---------- Records to process

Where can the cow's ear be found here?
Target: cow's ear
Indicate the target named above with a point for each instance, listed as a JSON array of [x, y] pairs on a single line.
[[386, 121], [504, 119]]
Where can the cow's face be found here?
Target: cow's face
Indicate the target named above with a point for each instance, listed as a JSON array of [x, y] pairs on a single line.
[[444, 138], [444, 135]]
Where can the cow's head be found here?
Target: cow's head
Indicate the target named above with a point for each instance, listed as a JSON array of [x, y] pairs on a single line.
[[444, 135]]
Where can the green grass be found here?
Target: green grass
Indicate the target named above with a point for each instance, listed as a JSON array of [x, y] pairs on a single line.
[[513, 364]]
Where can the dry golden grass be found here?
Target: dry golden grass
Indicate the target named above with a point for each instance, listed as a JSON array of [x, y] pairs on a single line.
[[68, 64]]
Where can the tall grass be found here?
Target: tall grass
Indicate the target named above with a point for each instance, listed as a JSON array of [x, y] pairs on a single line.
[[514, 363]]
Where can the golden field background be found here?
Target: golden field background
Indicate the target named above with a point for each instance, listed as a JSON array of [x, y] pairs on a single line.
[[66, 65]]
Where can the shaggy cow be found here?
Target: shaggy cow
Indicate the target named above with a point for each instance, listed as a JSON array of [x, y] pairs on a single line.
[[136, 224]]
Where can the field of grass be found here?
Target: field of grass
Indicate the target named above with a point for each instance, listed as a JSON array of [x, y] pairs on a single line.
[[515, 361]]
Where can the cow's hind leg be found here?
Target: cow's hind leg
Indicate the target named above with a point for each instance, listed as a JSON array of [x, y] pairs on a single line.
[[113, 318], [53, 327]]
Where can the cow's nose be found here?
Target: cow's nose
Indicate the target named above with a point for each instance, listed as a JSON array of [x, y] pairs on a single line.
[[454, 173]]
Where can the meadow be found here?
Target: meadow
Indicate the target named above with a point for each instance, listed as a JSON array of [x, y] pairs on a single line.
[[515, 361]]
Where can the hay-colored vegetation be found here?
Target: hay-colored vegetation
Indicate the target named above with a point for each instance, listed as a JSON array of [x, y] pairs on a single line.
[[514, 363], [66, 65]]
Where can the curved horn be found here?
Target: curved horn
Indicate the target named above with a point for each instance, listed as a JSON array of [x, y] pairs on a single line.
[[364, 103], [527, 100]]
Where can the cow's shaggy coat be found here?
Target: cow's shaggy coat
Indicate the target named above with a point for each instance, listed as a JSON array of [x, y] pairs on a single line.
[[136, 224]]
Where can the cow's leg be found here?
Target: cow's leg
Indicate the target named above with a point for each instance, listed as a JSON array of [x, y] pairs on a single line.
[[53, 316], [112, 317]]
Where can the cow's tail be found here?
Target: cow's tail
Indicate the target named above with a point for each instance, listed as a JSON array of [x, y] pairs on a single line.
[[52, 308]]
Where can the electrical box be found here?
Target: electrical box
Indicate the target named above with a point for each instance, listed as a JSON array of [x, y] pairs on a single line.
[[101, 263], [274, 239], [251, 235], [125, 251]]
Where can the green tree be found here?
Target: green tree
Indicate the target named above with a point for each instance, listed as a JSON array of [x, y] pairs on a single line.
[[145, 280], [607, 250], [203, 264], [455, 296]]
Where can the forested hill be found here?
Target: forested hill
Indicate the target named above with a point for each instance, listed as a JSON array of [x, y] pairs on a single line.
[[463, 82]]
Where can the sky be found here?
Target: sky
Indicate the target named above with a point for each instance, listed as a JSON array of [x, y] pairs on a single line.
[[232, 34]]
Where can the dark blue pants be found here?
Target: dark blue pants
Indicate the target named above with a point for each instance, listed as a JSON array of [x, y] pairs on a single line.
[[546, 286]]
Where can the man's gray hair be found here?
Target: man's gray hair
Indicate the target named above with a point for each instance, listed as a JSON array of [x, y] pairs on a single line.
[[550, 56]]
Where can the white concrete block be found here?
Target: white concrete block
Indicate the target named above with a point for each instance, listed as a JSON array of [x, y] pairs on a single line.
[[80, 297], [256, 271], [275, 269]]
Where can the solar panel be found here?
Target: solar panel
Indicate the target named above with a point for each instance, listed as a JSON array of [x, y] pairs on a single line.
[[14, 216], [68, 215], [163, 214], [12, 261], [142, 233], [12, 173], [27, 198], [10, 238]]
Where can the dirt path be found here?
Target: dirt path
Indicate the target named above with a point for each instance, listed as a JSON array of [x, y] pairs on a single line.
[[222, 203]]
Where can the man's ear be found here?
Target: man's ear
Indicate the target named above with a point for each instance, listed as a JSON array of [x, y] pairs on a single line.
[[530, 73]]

--------------------

Set down exactly what runs from the line with "Where can the dirt path be found here?" to the last line of the data above, including both of those lines and no others.

Where can the dirt path be found here?
Target: dirt path
Indicate the target named above with a point for each instance, listed as a JSON array of [x, y] pairs on a single line.
[[222, 203]]
Where can the man's ear be found here?
Target: man's ear
Indicate the target named above with a point for each instance, listed as a JSON array of [x, y] pairs on a single line.
[[530, 73]]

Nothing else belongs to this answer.